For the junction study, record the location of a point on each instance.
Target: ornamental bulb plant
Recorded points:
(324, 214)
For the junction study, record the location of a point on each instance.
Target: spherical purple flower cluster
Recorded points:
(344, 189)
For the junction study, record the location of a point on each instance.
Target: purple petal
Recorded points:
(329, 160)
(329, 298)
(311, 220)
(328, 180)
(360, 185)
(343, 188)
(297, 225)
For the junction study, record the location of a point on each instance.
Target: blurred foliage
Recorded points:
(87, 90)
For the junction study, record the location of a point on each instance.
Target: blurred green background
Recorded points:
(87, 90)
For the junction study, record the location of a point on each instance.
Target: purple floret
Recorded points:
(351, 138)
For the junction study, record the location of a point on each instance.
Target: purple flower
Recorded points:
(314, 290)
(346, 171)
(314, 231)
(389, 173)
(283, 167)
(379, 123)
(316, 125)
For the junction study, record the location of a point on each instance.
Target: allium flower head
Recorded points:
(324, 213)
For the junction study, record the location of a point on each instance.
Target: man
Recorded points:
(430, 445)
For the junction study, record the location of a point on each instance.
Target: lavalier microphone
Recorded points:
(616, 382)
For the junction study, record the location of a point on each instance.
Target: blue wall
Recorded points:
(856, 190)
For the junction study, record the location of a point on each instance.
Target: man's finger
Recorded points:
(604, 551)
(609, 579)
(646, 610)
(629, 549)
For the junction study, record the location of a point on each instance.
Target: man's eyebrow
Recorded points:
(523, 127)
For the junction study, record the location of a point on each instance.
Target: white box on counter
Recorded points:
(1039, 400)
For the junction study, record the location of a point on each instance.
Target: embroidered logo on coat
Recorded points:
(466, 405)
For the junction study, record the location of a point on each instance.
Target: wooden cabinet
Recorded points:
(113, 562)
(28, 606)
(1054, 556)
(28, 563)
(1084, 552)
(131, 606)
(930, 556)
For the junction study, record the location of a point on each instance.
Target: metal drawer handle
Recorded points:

■ **Problem details**:
Copy out all lines above holding "flower".

■ **Completed task**:
Target: spherical purple flower cluster
Target: purple flower
Target: allium flower head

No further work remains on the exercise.